Records drawn from a dataset:
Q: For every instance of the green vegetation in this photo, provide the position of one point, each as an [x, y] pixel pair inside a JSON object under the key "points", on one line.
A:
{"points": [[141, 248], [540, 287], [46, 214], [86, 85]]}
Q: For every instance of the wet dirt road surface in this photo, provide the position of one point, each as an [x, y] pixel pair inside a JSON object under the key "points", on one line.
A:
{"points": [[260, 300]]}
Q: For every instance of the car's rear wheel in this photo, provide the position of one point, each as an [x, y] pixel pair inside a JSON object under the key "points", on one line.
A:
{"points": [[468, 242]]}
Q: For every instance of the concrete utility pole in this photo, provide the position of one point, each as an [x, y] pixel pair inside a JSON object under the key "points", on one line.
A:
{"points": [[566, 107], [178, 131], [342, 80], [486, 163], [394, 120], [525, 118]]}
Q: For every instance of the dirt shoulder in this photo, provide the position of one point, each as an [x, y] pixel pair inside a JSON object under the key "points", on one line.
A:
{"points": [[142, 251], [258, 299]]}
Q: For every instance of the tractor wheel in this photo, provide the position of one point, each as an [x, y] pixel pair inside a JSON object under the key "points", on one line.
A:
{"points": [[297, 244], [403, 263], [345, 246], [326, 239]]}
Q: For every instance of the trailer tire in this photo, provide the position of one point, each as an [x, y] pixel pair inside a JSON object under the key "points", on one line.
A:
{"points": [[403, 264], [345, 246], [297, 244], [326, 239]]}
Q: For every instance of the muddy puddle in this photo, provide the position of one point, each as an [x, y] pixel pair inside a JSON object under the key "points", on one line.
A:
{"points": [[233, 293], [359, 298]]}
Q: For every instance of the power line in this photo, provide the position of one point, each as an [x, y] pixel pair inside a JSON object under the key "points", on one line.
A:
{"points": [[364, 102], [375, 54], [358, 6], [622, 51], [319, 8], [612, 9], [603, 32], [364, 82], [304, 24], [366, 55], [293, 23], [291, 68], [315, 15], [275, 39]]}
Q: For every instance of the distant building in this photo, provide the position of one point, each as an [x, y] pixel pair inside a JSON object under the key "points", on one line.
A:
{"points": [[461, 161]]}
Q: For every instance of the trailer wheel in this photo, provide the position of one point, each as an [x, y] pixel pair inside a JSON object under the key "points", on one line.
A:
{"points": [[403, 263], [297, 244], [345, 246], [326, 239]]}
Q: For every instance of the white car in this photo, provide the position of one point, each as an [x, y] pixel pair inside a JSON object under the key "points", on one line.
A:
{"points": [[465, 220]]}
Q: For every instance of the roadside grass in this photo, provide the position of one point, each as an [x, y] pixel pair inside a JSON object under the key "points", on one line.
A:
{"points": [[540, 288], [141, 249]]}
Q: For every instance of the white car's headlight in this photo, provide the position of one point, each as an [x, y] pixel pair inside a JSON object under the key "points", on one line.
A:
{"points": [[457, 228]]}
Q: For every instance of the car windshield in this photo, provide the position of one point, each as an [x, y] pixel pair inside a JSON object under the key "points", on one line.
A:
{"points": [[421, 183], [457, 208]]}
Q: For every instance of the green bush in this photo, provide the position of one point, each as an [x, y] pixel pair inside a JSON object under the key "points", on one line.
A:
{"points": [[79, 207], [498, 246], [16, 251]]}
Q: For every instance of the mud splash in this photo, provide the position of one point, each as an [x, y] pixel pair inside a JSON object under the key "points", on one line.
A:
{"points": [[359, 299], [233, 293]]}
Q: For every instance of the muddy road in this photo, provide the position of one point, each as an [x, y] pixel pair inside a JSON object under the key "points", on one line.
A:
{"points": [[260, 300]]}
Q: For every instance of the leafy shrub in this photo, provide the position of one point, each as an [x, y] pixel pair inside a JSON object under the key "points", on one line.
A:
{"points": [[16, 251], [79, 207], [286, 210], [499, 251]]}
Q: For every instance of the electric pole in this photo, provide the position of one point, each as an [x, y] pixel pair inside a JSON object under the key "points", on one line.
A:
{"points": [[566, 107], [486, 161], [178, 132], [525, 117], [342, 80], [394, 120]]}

» **What is needed**: Copy each line in the entries above where "dirt" turns up.

» **Answer for the task**:
Q: For every instance of the wet dirt road surface in this photo, provide the position of one point, each as an [x, y] pixel pair inside a JSON object under the key "points", on one line.
Q: For every instance of the dirt shoulder in this photo, provide the position of one point, each as an [x, y] pixel pair inside a JSON object under the key "points", on one line.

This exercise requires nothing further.